### REQUIRED ACTION A
Reproduce the passage of the CLOS Metaobject Protocol text starting at "One area of" and ending at "are implemented).", swapping each "metaprogrammer" for "library author".

2. With the help of examples, we show that this metaobject allows for
   the efficient implementation of complex non-class-based dispatch
   within the framework of existing metaobject protocols
3. We present the generalizer protocol, implemented within the SBCL
   implementation of Common Lisp
4. In combination with previous work, this produces a fully-functional
   extension of the existing mechanism for method selection and
   effective method computation, including support for standard and
   user-defined method combination independent from method selection.
#+end_abstract

* Introduction
  The revisions to the original Common Lisp language \cite{CLtL1}
  included the detailed specification of an object system, known as
  the Common Lisp Object System (CLOS), which was eventually
  standardized as part of the ANSI Common Lisp standard \cite{CLtS}.
  The object system as presented to the standardization committee was
  formed of three parts, the first two of which covered XXX [what?]
  and were incorporated into the final standard, and the third,
  covering a Metaobject Protocol (MOP) for CLOS, was not.

  Nevertheless, the CLOS MOP has proven to be a robust design, and
  while many implementations have derived their implementations of
  CLOS from either the Closette illustrative implementation in
  \cite{AMOP}, or the Portable Common Loops implementation of CLOS
  from Xerox Parc, there have been from-scratch reimplementations of
  CLOS (in at least CLISP; check for others -- ABCL?  Lisp500?!)
  incorporating the majority of the Metaobject Protocol as described.

  Although it has stood the test of time, the MOP is neither without
  issues (e.g. M-M-L considered harmful; slot-definition initargs
  issue) nor a complete framework for the metaprogrammer to implement
  all conceivable variations of object-oriented behaviour; indeed,
  while metaprogramming offers some possibilities for customization of
  the object system behaviour, those possibilities cannot extend
  arbitrarily in all directions.  There is still an expectation that
  functionality is implemented with methods on generic functions,
  acting on objects with slots.  [XXX find Paepke picture here?  Not
  Paepke; AMOP?].  XXX include typical examples of MOP: object
  persistence; maybe ref. Kizcales "MOPs: why we want them and what
  else they can do"? (Fig. 2 in that is good) ORMs; sparse slots.
  jmoringe:
  + introspection, e.g. documentation generation
  + programmatic construction of classes and generic functions
    e.g. for IDL compilers, model transformations

  One area of functionality where there is scope for customization by
  the metaprogrammer is in the mechanics and semantics of method
  applicability and dispatch.  While in principle AMOP allows
  customization of dispatch in various different ways (the
  metaprogrammer can define methods on protocol functions such as
  =compute-applicable-methods=,
  =compute-applicable-methods-using-classes=), for example, in
  practice implementation support for this was weak until relatively
  recently (ref. closer, also check how ContextL and filtered dispatch
  are implemented).

### DATASET CONTENT
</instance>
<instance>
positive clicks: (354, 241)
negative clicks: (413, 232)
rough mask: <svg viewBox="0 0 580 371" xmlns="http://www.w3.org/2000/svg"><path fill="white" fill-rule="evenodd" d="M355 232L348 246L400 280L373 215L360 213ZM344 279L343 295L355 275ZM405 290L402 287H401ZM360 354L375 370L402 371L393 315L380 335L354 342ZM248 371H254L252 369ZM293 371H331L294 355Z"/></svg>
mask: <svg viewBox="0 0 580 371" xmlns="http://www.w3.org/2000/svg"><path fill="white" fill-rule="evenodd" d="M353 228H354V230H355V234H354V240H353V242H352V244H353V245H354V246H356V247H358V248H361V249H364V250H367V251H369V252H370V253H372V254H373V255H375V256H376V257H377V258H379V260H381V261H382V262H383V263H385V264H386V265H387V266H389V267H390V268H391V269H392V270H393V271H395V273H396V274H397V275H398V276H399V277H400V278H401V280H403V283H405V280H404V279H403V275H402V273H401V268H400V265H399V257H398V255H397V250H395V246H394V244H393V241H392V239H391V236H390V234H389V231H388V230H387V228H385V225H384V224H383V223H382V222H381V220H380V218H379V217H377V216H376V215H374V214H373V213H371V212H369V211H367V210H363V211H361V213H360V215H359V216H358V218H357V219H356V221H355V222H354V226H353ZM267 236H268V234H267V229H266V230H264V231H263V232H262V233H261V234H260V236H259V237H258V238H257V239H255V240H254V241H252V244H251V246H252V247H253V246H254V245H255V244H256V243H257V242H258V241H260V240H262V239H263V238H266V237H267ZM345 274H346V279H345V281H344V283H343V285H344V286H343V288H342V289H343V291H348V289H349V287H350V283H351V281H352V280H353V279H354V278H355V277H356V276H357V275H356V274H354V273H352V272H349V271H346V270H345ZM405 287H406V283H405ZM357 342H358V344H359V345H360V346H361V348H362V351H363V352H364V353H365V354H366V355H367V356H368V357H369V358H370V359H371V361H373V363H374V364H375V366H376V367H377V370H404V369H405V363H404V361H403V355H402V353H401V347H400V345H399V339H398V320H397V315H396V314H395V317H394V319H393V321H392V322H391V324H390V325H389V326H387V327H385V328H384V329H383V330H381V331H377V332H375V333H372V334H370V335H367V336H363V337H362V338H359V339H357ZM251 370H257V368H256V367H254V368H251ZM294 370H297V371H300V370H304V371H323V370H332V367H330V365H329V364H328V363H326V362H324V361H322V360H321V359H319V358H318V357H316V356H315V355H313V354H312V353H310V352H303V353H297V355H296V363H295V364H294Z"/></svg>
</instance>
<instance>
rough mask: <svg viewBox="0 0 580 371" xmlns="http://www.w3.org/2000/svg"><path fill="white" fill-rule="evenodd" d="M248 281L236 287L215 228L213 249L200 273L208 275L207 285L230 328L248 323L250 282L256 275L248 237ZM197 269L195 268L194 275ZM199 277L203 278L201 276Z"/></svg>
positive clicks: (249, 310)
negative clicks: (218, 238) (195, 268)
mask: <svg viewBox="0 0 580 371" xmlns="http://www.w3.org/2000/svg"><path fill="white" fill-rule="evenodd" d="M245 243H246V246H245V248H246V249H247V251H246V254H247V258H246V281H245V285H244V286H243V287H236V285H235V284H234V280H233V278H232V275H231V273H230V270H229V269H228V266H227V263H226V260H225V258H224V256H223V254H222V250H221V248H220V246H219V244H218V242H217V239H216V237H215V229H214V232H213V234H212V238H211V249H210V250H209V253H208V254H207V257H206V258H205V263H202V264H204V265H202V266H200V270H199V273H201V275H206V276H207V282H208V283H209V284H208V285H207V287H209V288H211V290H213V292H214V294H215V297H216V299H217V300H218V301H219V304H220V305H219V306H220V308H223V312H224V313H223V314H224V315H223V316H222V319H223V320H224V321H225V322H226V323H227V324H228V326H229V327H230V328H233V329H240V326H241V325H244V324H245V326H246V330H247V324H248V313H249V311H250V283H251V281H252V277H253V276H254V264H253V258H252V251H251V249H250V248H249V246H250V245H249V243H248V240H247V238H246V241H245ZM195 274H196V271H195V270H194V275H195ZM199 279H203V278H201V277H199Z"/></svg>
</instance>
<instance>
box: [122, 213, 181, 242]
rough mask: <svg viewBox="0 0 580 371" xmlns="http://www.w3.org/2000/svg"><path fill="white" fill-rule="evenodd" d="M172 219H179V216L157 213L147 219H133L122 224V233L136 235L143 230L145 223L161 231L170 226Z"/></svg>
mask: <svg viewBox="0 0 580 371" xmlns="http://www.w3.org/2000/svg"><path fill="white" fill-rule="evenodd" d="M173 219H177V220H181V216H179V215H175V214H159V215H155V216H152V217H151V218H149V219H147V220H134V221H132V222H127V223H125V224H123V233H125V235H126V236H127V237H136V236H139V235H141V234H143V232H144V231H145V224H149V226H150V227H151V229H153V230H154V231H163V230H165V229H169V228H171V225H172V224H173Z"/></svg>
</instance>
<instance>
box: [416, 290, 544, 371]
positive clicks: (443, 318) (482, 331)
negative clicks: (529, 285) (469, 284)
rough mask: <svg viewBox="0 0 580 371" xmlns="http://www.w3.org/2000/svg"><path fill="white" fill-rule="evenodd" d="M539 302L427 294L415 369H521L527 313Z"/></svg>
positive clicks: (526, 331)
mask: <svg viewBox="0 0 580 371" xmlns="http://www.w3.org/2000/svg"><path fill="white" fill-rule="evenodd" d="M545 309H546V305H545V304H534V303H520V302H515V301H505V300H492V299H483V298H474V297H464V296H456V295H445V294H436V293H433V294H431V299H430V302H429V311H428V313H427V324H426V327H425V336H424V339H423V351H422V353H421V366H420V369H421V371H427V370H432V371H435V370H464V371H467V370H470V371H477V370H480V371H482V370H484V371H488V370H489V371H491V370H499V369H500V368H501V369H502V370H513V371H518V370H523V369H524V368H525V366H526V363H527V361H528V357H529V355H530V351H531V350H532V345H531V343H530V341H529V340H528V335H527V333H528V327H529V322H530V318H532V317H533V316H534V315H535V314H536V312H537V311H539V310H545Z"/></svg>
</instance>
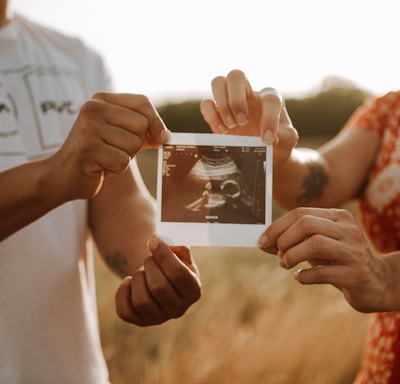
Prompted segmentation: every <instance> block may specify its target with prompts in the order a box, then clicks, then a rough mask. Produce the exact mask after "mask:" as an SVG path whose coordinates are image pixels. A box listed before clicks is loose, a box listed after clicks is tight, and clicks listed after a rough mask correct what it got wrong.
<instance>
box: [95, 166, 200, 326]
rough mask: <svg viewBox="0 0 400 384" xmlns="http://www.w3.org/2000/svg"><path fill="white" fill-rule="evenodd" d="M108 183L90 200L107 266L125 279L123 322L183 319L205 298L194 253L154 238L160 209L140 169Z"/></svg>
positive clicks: (100, 243) (132, 166) (100, 247)
mask: <svg viewBox="0 0 400 384" xmlns="http://www.w3.org/2000/svg"><path fill="white" fill-rule="evenodd" d="M131 168H132V170H133V173H131V172H130V170H128V171H126V172H125V173H124V174H122V175H117V176H113V177H110V178H109V179H107V180H106V181H105V183H104V185H103V188H102V190H101V191H100V193H99V194H98V195H97V196H96V197H95V198H93V199H92V200H90V203H89V207H90V209H89V218H90V228H91V230H92V234H93V238H94V241H95V242H96V244H97V247H98V250H99V253H100V255H101V256H102V258H103V259H104V260H105V262H106V263H107V264H108V265H109V266H110V268H111V269H112V270H113V271H114V272H115V273H116V274H118V275H119V276H120V277H122V278H124V279H123V281H122V283H121V285H120V287H119V289H118V290H117V293H116V310H117V314H118V315H119V316H120V317H121V319H123V320H125V321H127V322H130V323H134V324H137V325H140V326H147V325H154V324H159V323H162V322H164V321H166V320H168V319H171V318H176V317H179V316H182V315H183V314H184V313H185V311H186V310H187V309H188V308H189V307H190V306H191V305H192V304H193V303H194V302H196V301H197V300H198V299H199V298H200V295H201V283H200V278H199V272H198V269H197V266H196V265H195V263H194V261H193V259H192V255H191V251H190V249H189V248H188V247H184V246H182V247H168V246H167V245H166V244H165V243H163V242H162V241H161V240H160V239H158V238H157V237H156V236H155V235H154V234H153V235H152V233H153V232H154V229H155V221H154V220H155V205H154V199H153V198H152V197H151V195H150V194H149V192H148V191H147V189H146V187H145V186H144V183H143V181H142V179H141V176H140V173H139V171H138V169H137V166H136V163H133V164H132V167H131Z"/></svg>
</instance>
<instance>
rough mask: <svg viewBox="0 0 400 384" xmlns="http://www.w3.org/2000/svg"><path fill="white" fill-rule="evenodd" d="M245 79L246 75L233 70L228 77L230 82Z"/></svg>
mask: <svg viewBox="0 0 400 384" xmlns="http://www.w3.org/2000/svg"><path fill="white" fill-rule="evenodd" d="M244 78H245V74H244V72H243V71H241V70H240V69H232V70H231V71H229V73H228V75H227V79H229V80H238V79H244Z"/></svg>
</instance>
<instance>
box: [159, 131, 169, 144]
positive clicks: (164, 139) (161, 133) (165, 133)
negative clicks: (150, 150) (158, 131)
mask: <svg viewBox="0 0 400 384" xmlns="http://www.w3.org/2000/svg"><path fill="white" fill-rule="evenodd" d="M170 137H171V132H170V131H169V130H168V129H163V130H162V131H161V132H160V141H161V142H162V143H168V141H169V139H170Z"/></svg>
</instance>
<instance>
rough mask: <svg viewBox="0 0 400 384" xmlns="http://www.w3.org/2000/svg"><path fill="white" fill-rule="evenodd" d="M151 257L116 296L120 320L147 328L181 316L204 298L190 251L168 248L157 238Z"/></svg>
mask: <svg viewBox="0 0 400 384" xmlns="http://www.w3.org/2000/svg"><path fill="white" fill-rule="evenodd" d="M149 249H150V252H151V256H148V257H147V259H146V260H145V262H144V266H143V267H142V268H141V269H139V270H138V271H136V272H135V273H134V274H133V276H128V277H126V278H125V279H124V280H123V282H122V284H121V285H120V287H119V289H118V291H117V293H116V309H117V314H118V316H119V317H120V318H121V319H122V320H125V321H127V322H129V323H133V324H136V325H139V326H148V325H155V324H160V323H163V322H165V321H167V320H169V319H172V318H177V317H180V316H182V315H183V314H184V313H185V312H186V310H187V309H188V308H189V307H190V306H191V305H192V304H193V303H194V302H196V301H197V300H199V298H200V295H201V283H200V277H199V272H198V270H197V267H196V265H195V264H194V262H193V260H192V257H191V251H190V248H188V247H184V246H182V247H176V246H175V247H168V246H167V245H166V244H165V243H164V242H162V241H161V240H159V239H158V238H157V237H155V236H154V235H153V236H152V237H151V239H150V240H149Z"/></svg>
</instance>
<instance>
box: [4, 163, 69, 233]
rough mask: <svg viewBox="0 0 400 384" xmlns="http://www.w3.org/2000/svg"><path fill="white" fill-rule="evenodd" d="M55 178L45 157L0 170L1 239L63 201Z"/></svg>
mask: <svg viewBox="0 0 400 384" xmlns="http://www.w3.org/2000/svg"><path fill="white" fill-rule="evenodd" d="M56 180H57V176H56V174H55V173H54V171H53V169H52V166H51V163H50V162H49V161H47V160H42V161H36V162H32V163H27V164H24V165H21V166H19V167H15V168H12V169H9V170H7V171H5V172H1V173H0V190H1V193H0V217H1V219H0V241H2V240H4V239H5V238H6V237H8V236H10V235H12V234H13V233H15V232H16V231H18V230H20V229H21V228H23V227H25V226H26V225H28V224H30V223H32V222H33V221H35V220H37V219H38V218H40V217H41V216H43V215H44V214H46V213H47V212H49V211H51V210H52V209H54V208H56V207H57V206H59V205H60V204H62V203H63V202H64V201H63V199H62V196H61V194H60V193H59V192H58V190H59V188H57V187H56V185H57V182H56Z"/></svg>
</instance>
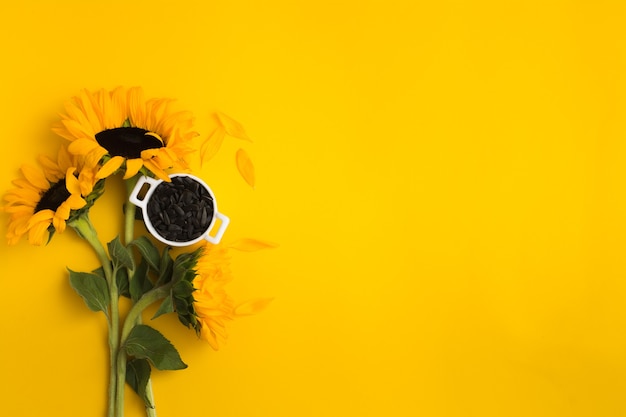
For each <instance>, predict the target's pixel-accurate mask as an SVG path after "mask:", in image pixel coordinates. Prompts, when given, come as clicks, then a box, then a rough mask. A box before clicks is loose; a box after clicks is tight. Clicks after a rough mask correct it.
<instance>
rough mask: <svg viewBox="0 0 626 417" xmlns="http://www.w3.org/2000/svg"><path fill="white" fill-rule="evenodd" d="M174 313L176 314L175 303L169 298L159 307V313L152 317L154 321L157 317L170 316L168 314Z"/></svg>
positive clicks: (162, 302)
mask: <svg viewBox="0 0 626 417" xmlns="http://www.w3.org/2000/svg"><path fill="white" fill-rule="evenodd" d="M173 312H174V302H173V301H172V297H171V296H167V297H165V300H163V302H162V303H161V305H160V306H159V309H158V310H157V312H156V313H154V316H152V320H154V319H156V318H157V317H159V316H161V315H163V314H168V313H173Z"/></svg>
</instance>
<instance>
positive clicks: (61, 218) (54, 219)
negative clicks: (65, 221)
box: [52, 210, 69, 233]
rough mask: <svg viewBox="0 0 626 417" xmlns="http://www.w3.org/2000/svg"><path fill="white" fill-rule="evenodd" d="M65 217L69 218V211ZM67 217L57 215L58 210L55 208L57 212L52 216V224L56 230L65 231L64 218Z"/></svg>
mask: <svg viewBox="0 0 626 417" xmlns="http://www.w3.org/2000/svg"><path fill="white" fill-rule="evenodd" d="M67 218H69V211H68V217H67ZM67 218H63V216H62V215H59V211H58V210H57V214H55V216H54V217H53V218H52V226H54V229H55V230H56V231H57V232H59V233H63V232H64V231H65V220H67Z"/></svg>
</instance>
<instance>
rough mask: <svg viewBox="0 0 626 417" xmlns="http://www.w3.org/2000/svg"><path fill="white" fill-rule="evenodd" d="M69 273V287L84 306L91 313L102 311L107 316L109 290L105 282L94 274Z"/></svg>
mask: <svg viewBox="0 0 626 417" xmlns="http://www.w3.org/2000/svg"><path fill="white" fill-rule="evenodd" d="M68 271H69V272H70V285H71V286H72V288H74V291H76V292H77V293H78V295H80V296H81V297H83V300H85V304H87V307H89V309H90V310H92V311H104V314H107V312H108V307H109V302H110V298H109V288H108V286H107V283H106V281H105V280H104V279H103V278H102V277H100V276H99V275H96V274H91V273H89V272H75V271H72V270H71V269H69V268H68Z"/></svg>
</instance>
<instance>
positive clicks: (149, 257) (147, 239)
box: [130, 236, 160, 271]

### REQUIRED ACTION B
Please return every line of the records that contains the string "loose".

### WRITTEN ANSWER A
One area of functionality where there is scope for customization by
  the library author is in the mechanics and semantics of method
  applicability and dispatch.  While in principle AMOP allows
  customization of dispatch in various different ways (the
  library author can define methods on protocol functions such as
  =compute-applicable-methods=,
  =compute-applicable-methods-using-classes=), for example, in
  practice implementation support for this was weak until relatively
  recently (ref. closer, also check how ContextL and filtered dispatch
  are implemented).

### WRITTEN ANSWER B
Prompted segmentation: every <instance> block may specify its target with prompts in the order a box, then clicks, then a rough mask. Produce the exact mask after "mask:" as an SVG path whose coordinates are image pixels. A box listed before clicks is loose, a box listed after clicks is tight, and clicks listed after a rough mask correct what it got wrong.
For each <instance>, predict the target's pixel-accurate mask as an SVG path after "mask:", in image pixel coordinates. Prompts, when given, come as clicks, then a box, then a rough mask. A box before clicks is loose; a box after clicks is tight. Clicks after a rough mask correct it.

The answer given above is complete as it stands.